INSTRUCTION: Reproduce verbatim the portion of the cost-reduction text below that begins at the words "The bold transformation" and ends after the words "should be outsourced.".

TEXT PROVIDED:
════════

The conventional approach to transformation
Two thirds of businesses use a conventional transformation approach to cost reduction, reducing discretionary spending, and adopting lean-process strategies. There will be simplifications to the product-mix, and vague efforts to source lower-cost suppliers.
Outsource and consolidate
Infrastructure changes will incorporate some degree of outsourcing, shared services, and perhaps a reduction in footprint, whether that’s through the closure of unproductive satellite offices or the relocation of the company’s headquarters.
Increase prices and reduce cost of sale
Increasing margins by limiting discounts is undoubtedly effective, whether you’re B2B or B2C, and price increases need not always be feared. That 5 percent increase might not scare off as many of your clients as you expect, and if your cost of sale is reduced by the same margin, then you are half-way to success.
Negotiate with your suppliers
It’s clear that supplier negotiation is central to cost reduction, but mere brute negotiation is only part of the equation. What’s overlooked in the United Kingdom, and yet is so successful in Germany, is negotiating early payment discounts.
If your goal is to deliver a 20 percent reduction in costs, and an early payment discount can be with 4 percent – that’s 20% of your target – then you need to equip your own accounts receivables team with the tools they can use to get your organisation paid promptly too! This is perfectly achievable through the deployment of an Accounts Payable automation software suite: if you’re saving 90 percent of your current expenditure on A/P, then you can focus on your A/R with devastating effect.
The bold transformation
Fortune favours the brave, and bold decisions deliver the most profound cost reductions. You’ll move headlong into outsourcing and offshoring, to deliver 40 percent savings on direct FTEs. Broadly speaking, the majority of organisations should not be employing software developers unless they’re a software development company: if the task isn’t part of your core business, then it should be outsourced.

════════

DATA SECTION:

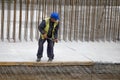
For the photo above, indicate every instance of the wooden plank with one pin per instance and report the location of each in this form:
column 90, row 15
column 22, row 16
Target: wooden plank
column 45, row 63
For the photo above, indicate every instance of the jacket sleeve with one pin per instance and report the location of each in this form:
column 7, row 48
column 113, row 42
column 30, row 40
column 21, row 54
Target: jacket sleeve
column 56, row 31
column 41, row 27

════════

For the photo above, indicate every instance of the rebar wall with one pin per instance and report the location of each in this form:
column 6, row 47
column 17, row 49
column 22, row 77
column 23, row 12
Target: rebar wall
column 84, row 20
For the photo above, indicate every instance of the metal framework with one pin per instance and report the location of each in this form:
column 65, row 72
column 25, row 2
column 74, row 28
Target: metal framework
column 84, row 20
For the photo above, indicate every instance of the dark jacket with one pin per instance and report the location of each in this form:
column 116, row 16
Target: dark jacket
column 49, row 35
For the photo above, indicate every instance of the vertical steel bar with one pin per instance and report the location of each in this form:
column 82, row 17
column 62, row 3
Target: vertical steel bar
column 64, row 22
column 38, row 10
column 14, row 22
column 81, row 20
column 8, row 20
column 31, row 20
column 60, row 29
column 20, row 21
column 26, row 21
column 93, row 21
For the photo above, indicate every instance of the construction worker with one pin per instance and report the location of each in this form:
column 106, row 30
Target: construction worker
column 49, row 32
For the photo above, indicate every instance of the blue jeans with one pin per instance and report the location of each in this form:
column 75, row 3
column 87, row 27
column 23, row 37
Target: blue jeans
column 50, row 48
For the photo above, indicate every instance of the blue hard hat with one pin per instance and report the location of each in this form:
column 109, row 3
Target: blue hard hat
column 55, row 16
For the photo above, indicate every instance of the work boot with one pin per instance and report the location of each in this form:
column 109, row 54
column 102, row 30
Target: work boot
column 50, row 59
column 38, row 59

════════

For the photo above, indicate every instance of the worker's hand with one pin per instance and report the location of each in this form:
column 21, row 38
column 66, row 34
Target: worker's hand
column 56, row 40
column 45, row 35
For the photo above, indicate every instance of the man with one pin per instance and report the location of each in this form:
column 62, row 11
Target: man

════════

OUTPUT FOR THIS TASK:
The bold transformation
Fortune favours the brave, and bold decisions deliver the most profound cost reductions. You’ll move headlong into outsourcing and offshoring, to deliver 40 percent savings on direct FTEs. Broadly speaking, the majority of organisations should not be employing software developers unless they’re a software development company: if the task isn’t part of your core business, then it should be outsourced.